> Task requirements
A - Translate this sentence from the forum post on orthogonal matrices into Spanish: "This question confuses me for a reason."
B - Write a continuation of the forum post on orthogonal matrices, picking up after its last sentence.

> Reading text
***

Orthogonal matrices geometry help

[Pearce_09]

Hello again,
This question confuses me for a reason. I read the questions and they sound to simple and to easy to answer. So maybe its something I am reading wrong and not answering. Help would be greatly apreciated.

first off
Let O(n) = { A | A is an n x n matrix with A^t A = I } be the set of n by n orthogonal matrices. Show that

a) I "is in" O(n)
b) If A, B "is in" O(n), then AB "is in" O(n) and that
c) If A "is in" O(n), then A^-1 "is in" O(n)

now a) just seems so simple i just don't know how to answer somthing like that

and for b) i have
-- if A,B "is in" O(n)

AA^t = I
BB^t = I

if AA^t = I , and BB^t = I then,
AA^t = BB^t

-- show AB "is in" O(n)

AB(AB)^t = I
ABB^tA^t = I
since BB^t = AA^t
AA^tAA^t = I
therefore since AA^t = I then AA^tAA^t = I and
therefore AB = I

now does this last statement change the process of the question

(In other words, this problem asks you to show that using the operation of matrix multiplication, O(n) is a group.)
does this statement change the way i should approach a)b)c)

***

> Given entries
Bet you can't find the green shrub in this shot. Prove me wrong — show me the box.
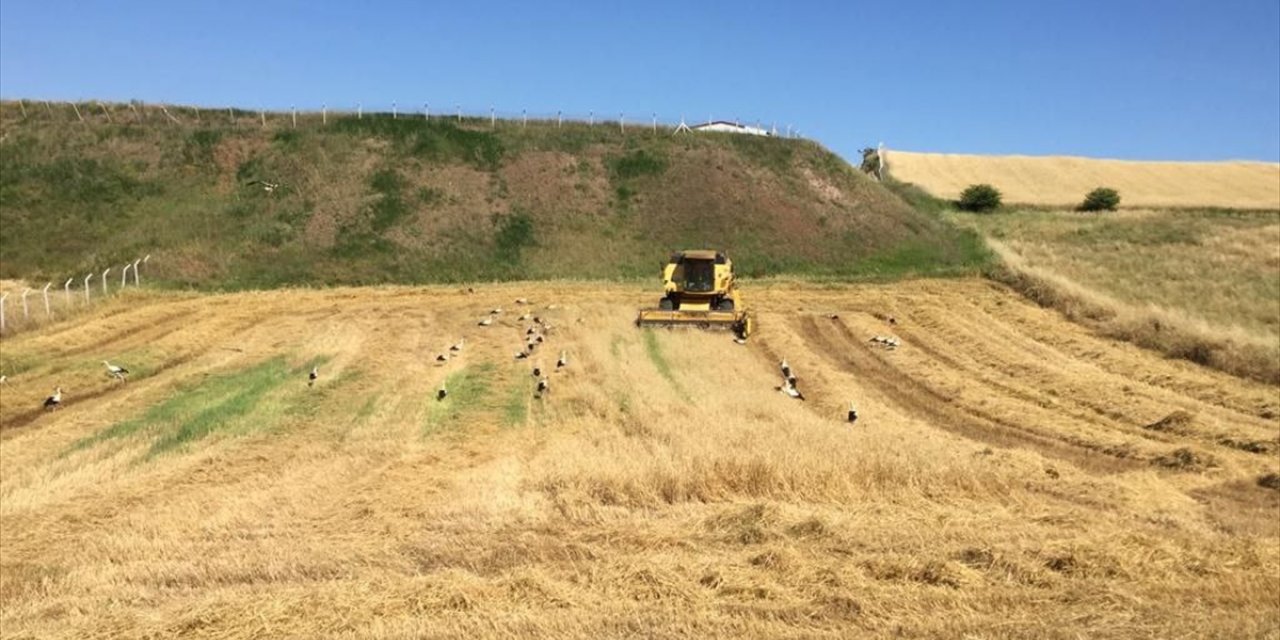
[1080,187,1120,211]
[956,184,1000,211]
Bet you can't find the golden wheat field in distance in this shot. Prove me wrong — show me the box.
[0,280,1280,639]
[884,150,1280,210]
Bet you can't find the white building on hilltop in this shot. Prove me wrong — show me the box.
[690,120,769,136]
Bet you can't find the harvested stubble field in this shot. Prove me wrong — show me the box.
[884,150,1280,210]
[0,280,1280,639]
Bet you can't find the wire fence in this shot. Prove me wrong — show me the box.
[0,253,151,335]
[0,100,801,138]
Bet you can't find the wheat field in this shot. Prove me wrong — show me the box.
[884,150,1280,210]
[0,280,1280,639]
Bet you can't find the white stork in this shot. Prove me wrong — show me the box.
[102,360,129,383]
[778,378,804,401]
[45,387,63,411]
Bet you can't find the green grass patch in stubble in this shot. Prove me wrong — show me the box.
[422,362,497,435]
[644,329,689,402]
[502,365,531,428]
[67,356,328,458]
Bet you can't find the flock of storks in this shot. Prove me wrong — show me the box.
[435,298,568,401]
[27,307,901,424]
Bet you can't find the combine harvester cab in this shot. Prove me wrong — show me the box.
[636,250,753,339]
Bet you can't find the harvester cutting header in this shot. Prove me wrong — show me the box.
[636,250,751,338]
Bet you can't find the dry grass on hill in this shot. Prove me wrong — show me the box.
[0,280,1280,639]
[884,151,1280,210]
[952,210,1280,384]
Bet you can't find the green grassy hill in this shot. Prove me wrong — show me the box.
[0,102,987,288]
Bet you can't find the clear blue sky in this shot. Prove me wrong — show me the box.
[0,0,1280,161]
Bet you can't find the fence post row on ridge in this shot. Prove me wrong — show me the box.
[3,99,801,138]
[0,253,151,335]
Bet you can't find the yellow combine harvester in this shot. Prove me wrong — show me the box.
[636,250,751,338]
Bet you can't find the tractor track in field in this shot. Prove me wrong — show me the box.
[796,316,1142,472]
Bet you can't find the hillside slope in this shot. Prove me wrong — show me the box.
[0,105,983,288]
[884,150,1280,210]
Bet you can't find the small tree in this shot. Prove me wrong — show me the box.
[1080,187,1120,211]
[957,184,1000,212]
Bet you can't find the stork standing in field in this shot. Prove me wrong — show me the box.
[45,387,63,411]
[777,378,804,401]
[102,360,129,383]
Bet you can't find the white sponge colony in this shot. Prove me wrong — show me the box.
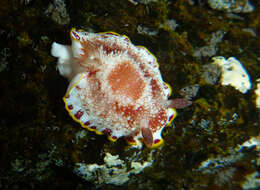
[213,56,251,93]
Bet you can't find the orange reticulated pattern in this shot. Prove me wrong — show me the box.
[108,62,145,100]
[115,102,145,127]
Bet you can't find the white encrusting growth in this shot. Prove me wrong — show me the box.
[213,56,251,93]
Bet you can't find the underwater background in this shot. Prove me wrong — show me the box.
[0,0,260,190]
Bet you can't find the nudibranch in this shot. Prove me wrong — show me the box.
[51,28,189,148]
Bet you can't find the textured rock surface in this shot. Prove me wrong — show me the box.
[0,0,260,190]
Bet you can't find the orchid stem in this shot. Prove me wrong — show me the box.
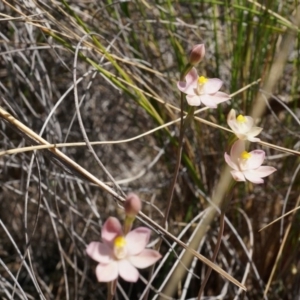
[143,64,195,300]
[198,180,236,300]
[107,279,118,300]
[198,210,225,300]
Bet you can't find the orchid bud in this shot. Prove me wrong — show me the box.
[189,44,205,66]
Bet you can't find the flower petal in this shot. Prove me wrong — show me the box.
[201,92,230,108]
[186,95,201,106]
[230,140,245,163]
[247,150,265,170]
[224,153,239,171]
[101,217,122,244]
[248,127,263,137]
[128,249,161,269]
[96,261,119,282]
[177,68,198,95]
[227,108,236,122]
[202,78,223,94]
[86,242,112,264]
[244,170,264,184]
[230,170,246,181]
[200,94,218,108]
[126,227,151,256]
[253,166,277,178]
[118,259,140,282]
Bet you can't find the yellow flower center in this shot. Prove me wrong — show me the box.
[241,151,251,160]
[236,115,247,123]
[114,236,127,259]
[198,76,208,85]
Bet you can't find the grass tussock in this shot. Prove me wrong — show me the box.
[0,0,300,300]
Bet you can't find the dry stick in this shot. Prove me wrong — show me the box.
[144,92,190,300]
[198,210,225,300]
[0,106,246,290]
[264,196,300,297]
[251,6,300,295]
[198,180,236,300]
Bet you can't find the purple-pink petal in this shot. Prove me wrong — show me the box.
[101,217,122,244]
[200,94,218,108]
[129,249,161,269]
[230,140,245,162]
[118,259,140,282]
[186,95,201,106]
[224,153,239,171]
[247,150,265,170]
[126,227,151,256]
[96,261,119,282]
[244,170,264,184]
[86,242,112,264]
[203,78,223,94]
[177,68,198,95]
[201,92,230,108]
[230,170,246,181]
[255,166,277,177]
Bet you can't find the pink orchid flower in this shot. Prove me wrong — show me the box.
[227,109,263,142]
[224,140,276,183]
[177,68,230,108]
[86,217,161,282]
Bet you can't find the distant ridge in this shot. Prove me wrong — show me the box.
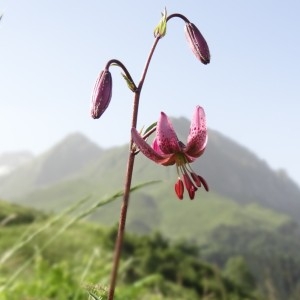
[0,118,300,221]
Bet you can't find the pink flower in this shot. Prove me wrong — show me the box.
[131,106,208,200]
[185,22,210,65]
[91,70,112,119]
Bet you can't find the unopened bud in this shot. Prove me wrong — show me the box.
[185,22,210,65]
[91,70,112,119]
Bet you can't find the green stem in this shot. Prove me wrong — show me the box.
[107,37,160,300]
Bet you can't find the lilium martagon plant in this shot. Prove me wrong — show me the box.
[131,106,209,200]
[91,9,210,300]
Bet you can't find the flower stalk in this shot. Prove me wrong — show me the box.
[91,9,210,300]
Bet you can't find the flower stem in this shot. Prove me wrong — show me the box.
[107,37,160,300]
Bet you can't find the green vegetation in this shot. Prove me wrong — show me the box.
[0,202,260,300]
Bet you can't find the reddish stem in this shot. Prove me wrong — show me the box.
[107,37,160,300]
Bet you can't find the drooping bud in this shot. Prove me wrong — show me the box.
[91,70,112,119]
[175,178,184,200]
[185,22,210,65]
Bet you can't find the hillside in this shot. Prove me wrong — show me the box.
[0,118,300,221]
[0,201,262,300]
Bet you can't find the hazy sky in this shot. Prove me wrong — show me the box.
[0,0,300,184]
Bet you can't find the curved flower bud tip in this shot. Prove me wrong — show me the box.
[91,70,112,119]
[185,22,210,65]
[154,8,167,37]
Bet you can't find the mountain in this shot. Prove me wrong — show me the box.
[0,118,300,299]
[0,133,102,199]
[0,118,300,221]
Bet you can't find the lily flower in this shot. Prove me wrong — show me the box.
[185,22,210,65]
[91,70,112,119]
[131,106,209,200]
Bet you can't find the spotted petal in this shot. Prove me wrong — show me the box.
[156,112,181,154]
[131,128,175,166]
[185,106,207,158]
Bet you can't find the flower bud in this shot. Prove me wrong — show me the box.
[91,70,112,119]
[185,23,210,65]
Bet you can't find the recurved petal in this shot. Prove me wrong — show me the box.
[185,106,207,157]
[156,112,181,154]
[131,128,174,165]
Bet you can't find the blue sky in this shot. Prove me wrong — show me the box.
[0,0,300,184]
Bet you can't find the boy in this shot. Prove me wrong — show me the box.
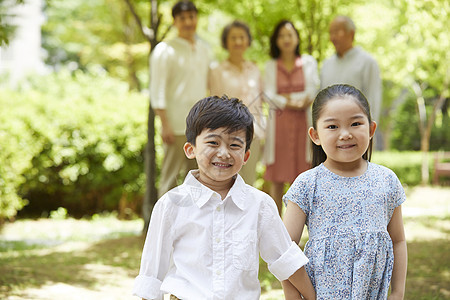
[134,96,315,300]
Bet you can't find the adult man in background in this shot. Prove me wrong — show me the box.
[320,16,382,127]
[150,1,210,197]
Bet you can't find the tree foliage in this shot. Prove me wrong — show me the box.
[0,0,25,46]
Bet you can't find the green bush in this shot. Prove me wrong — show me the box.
[0,71,148,218]
[390,97,450,151]
[371,151,433,186]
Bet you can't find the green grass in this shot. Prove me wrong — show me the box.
[0,188,450,300]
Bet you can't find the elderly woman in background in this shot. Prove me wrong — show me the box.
[264,20,320,215]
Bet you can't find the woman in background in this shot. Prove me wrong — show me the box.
[264,20,320,215]
[209,21,265,185]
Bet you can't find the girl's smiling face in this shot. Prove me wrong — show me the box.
[184,127,250,187]
[309,96,376,170]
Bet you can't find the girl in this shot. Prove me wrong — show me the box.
[283,85,407,300]
[264,20,319,215]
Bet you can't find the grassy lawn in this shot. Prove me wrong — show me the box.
[0,187,450,300]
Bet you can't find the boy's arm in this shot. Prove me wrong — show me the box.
[282,267,316,300]
[387,206,408,300]
[281,201,316,299]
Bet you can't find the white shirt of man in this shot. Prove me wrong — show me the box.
[150,37,210,135]
[320,47,382,121]
[133,170,308,300]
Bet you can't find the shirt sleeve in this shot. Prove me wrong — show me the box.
[259,197,308,281]
[283,174,310,218]
[150,42,174,109]
[133,198,173,300]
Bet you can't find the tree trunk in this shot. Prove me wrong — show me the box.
[413,76,449,185]
[124,0,160,234]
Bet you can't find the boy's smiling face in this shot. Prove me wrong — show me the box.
[184,127,250,187]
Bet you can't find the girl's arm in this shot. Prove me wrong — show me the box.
[281,201,316,299]
[387,206,408,300]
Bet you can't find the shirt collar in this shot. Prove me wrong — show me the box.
[184,170,246,210]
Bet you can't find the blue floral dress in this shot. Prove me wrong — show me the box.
[284,162,406,300]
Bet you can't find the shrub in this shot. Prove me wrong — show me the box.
[0,71,148,218]
[372,151,433,186]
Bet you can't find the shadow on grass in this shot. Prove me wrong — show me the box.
[405,239,450,300]
[0,237,143,298]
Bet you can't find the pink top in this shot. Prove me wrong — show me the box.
[208,60,265,138]
[277,57,305,94]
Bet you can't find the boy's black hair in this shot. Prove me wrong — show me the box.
[172,0,198,19]
[311,84,373,167]
[186,95,253,151]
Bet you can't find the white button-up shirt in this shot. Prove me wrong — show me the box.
[133,170,308,300]
[150,37,211,135]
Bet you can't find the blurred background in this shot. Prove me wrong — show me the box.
[0,0,450,299]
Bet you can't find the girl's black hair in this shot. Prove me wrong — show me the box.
[311,84,373,168]
[270,20,300,58]
[186,95,253,151]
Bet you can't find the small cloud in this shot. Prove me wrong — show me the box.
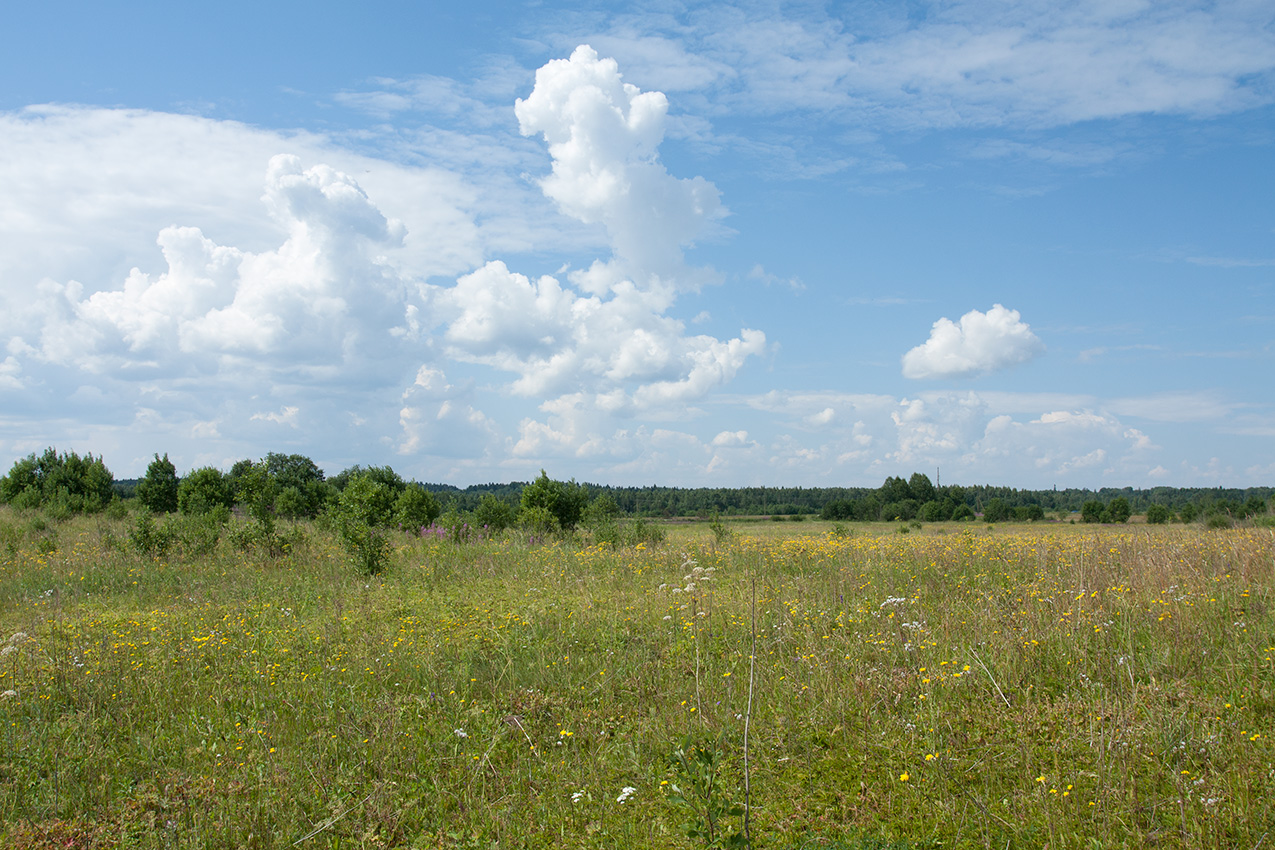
[249,407,300,428]
[748,263,806,292]
[903,305,1044,378]
[713,431,752,449]
[806,408,836,427]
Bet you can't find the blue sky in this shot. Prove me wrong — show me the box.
[0,0,1275,488]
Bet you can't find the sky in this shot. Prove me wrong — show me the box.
[0,0,1275,488]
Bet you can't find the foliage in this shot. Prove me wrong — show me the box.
[474,493,518,534]
[263,451,335,517]
[668,735,748,847]
[0,522,1275,850]
[136,452,180,514]
[983,498,1010,522]
[394,484,442,534]
[1103,496,1133,522]
[0,447,115,516]
[177,466,235,516]
[332,474,395,576]
[129,512,177,557]
[518,506,561,538]
[521,469,589,531]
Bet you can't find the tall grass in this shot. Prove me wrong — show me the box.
[0,512,1275,847]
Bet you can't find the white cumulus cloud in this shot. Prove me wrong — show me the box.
[903,305,1044,378]
[515,45,723,292]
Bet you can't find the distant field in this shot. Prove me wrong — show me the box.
[0,510,1275,849]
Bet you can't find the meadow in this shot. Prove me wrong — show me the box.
[0,508,1275,850]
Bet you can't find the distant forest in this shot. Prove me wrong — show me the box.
[113,468,1275,521]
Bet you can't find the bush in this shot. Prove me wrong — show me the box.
[332,474,395,576]
[394,484,441,534]
[0,449,115,516]
[1103,496,1133,522]
[129,514,177,557]
[983,498,1010,522]
[177,466,235,516]
[474,493,517,534]
[521,469,589,531]
[136,452,179,514]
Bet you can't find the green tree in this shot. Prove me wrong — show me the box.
[0,447,115,515]
[474,493,518,534]
[263,451,335,517]
[521,469,589,531]
[983,498,1010,522]
[136,451,181,514]
[177,466,235,516]
[908,473,937,503]
[384,484,443,534]
[1103,496,1133,522]
[333,474,394,576]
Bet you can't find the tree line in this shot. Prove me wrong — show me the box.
[0,449,1275,529]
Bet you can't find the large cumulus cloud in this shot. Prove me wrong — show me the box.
[903,305,1044,378]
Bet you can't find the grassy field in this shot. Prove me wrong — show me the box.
[0,510,1275,850]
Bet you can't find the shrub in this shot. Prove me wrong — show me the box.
[394,484,443,533]
[129,514,177,557]
[136,452,179,514]
[521,469,589,531]
[474,493,517,534]
[0,449,115,516]
[332,474,395,576]
[177,466,235,516]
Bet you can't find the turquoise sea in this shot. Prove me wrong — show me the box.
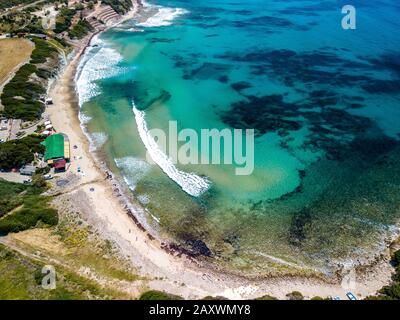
[77,0,400,275]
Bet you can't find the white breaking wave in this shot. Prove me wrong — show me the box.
[79,112,92,125]
[132,102,211,197]
[75,37,127,106]
[114,157,151,191]
[90,132,108,151]
[137,3,189,28]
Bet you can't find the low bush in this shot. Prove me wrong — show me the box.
[139,290,183,300]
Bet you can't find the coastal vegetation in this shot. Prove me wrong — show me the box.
[1,38,57,121]
[68,20,93,39]
[0,244,126,300]
[0,135,44,171]
[0,0,36,10]
[0,39,33,84]
[102,0,132,14]
[54,7,76,33]
[366,250,400,300]
[0,177,58,235]
[139,290,183,300]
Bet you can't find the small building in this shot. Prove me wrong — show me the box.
[53,159,67,173]
[42,133,71,167]
[19,166,36,176]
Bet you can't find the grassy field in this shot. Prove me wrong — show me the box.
[0,244,130,300]
[0,39,33,86]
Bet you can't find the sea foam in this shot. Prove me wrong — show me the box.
[114,157,151,191]
[137,3,189,28]
[132,102,211,197]
[75,36,127,106]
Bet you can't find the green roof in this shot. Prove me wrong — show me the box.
[42,134,64,161]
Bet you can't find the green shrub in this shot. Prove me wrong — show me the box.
[139,290,183,300]
[69,20,93,39]
[255,295,278,300]
[392,250,400,267]
[286,291,304,300]
[0,136,45,171]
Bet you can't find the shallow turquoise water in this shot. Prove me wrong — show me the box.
[78,0,400,273]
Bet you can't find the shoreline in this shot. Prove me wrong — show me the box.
[45,4,391,299]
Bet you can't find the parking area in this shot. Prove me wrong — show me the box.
[0,119,11,143]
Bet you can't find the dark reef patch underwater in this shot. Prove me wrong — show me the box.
[82,0,400,275]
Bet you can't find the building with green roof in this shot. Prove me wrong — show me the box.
[42,133,70,164]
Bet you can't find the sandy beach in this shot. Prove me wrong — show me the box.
[42,4,392,299]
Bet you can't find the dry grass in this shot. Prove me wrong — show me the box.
[0,39,33,86]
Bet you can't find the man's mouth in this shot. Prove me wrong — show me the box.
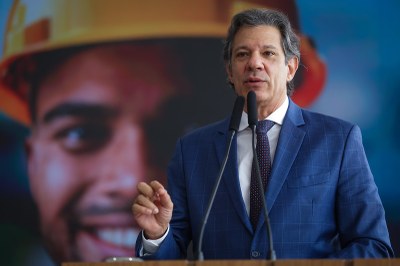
[95,228,139,248]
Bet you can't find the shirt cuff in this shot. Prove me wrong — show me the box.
[140,225,169,256]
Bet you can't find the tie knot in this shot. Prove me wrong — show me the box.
[256,120,274,134]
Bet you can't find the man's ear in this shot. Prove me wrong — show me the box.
[286,56,299,82]
[225,63,233,83]
[24,135,34,176]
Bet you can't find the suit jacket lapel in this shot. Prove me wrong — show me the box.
[258,100,305,227]
[214,120,253,232]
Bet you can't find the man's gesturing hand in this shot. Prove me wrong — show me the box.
[132,181,173,239]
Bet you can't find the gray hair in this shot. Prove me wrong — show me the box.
[223,9,300,96]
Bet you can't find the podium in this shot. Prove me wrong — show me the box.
[62,259,400,266]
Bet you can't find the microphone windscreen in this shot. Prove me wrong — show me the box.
[229,96,244,132]
[247,91,258,127]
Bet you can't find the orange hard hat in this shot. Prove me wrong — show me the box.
[0,0,324,125]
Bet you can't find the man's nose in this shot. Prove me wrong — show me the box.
[98,128,146,197]
[247,52,264,71]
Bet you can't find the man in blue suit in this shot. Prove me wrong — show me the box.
[132,9,393,259]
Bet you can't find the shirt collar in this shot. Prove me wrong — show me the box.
[239,96,289,131]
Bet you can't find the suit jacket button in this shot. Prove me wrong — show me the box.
[251,250,260,258]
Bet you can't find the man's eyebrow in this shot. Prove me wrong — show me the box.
[43,103,118,124]
[233,44,277,51]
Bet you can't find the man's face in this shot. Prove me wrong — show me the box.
[227,26,297,116]
[28,44,174,261]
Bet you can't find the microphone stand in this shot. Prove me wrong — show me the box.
[250,126,276,261]
[247,91,276,261]
[197,131,236,261]
[196,96,245,260]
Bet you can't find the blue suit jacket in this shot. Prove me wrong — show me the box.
[136,101,393,259]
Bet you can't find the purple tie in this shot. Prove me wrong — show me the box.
[250,120,274,230]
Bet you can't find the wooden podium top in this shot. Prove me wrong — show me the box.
[62,259,400,266]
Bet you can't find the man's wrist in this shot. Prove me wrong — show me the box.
[143,225,169,240]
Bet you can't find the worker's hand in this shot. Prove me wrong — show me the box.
[132,181,174,239]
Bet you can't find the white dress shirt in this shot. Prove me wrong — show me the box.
[140,97,289,255]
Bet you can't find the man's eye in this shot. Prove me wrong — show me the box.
[264,51,275,57]
[55,124,111,154]
[236,52,247,58]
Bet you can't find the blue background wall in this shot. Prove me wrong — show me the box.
[0,0,400,265]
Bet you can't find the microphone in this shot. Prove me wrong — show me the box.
[197,96,244,260]
[247,91,276,261]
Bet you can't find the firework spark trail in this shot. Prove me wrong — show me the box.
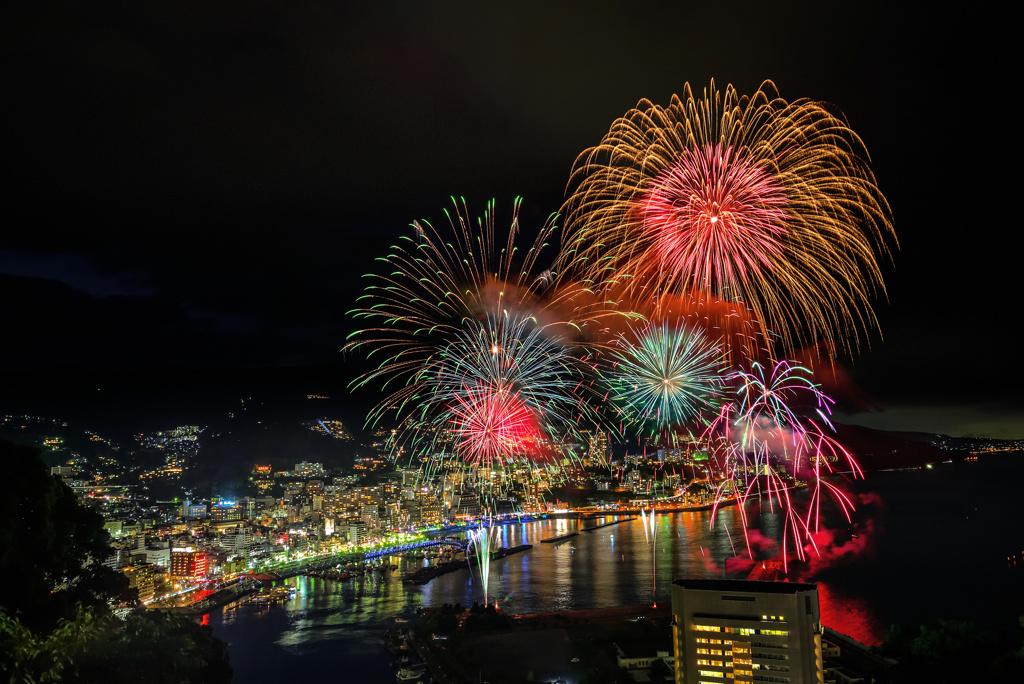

***

> Answers to each task
A - Esta pregunta me confunde por una razón.

B -
thanks for you time
regards,
adam

 

[AKG]

Your proof for part ii) does too much:

(AB)^t(AB) = B^tA^tAB = B^t(A^tA)B = B^tIB = B^tB = I

You should know that in general, if X and Y are square matrices, and XY = I, then YX = I. To prove that A^-1 is in O(n), use the fact that A^-1 = A^t and the stuff in the previous sentence. In general, to prove that an n x n matrix X is in O(n) you need to prove that X^tX = I.

 

[Pearce_09]

hello AKG,
thanks for the help, well for everything.
There is just one thing, part a). Isnt it completely obvious that I "is in" the set of orthogonal matrices. I just can't wrap my mind around proving somthing so simple.
thanks again
adam

 

[AKG]

Check the last sentence of my previous post for how to prove I is in O(n).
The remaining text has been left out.